→ **Object point labels**:
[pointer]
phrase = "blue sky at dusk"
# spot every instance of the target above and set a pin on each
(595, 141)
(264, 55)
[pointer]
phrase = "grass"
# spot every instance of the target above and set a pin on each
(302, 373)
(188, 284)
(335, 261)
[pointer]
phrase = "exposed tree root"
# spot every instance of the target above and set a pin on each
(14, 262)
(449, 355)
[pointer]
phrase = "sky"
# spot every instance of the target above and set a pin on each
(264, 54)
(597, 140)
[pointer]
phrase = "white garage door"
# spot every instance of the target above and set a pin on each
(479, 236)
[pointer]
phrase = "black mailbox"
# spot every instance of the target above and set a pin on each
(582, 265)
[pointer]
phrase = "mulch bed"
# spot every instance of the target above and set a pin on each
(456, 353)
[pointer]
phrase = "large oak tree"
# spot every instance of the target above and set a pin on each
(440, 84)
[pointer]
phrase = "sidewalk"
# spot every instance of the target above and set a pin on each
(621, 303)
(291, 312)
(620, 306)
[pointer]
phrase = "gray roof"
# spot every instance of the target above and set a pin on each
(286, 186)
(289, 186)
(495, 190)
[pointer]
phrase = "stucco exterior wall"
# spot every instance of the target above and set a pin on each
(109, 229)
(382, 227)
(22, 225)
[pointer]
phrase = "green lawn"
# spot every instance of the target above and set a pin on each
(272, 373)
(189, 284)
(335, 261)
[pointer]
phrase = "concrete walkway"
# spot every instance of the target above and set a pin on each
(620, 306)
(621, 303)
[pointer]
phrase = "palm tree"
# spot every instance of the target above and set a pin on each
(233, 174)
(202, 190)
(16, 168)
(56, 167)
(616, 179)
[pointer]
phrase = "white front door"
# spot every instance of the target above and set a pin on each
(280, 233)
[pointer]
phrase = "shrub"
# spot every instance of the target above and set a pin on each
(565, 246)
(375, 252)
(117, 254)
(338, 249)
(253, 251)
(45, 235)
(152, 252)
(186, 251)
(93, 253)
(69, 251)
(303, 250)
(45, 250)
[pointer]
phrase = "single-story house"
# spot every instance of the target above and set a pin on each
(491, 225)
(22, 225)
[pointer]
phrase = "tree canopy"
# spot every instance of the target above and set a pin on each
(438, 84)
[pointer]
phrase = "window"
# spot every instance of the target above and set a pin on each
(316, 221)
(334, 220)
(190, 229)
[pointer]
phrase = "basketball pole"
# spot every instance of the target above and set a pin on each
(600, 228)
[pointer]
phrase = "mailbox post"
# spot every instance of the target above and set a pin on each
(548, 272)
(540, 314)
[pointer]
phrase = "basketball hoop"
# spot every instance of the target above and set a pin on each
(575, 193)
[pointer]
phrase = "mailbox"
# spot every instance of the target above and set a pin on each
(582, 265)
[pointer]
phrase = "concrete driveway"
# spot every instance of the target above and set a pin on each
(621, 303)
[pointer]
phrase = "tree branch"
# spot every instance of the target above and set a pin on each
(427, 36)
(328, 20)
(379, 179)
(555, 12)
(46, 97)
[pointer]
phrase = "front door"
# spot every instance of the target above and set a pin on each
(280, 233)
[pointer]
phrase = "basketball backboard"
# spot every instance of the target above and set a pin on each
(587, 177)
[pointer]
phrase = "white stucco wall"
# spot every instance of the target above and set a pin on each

→ **Objective**: Report every line of the rows above that contains the word "basketball", copying each line in full.

→ **Answer to the task**:
phrase = "basketball pole"
phrase = "basketball hoop"
phrase = "basketball backboard"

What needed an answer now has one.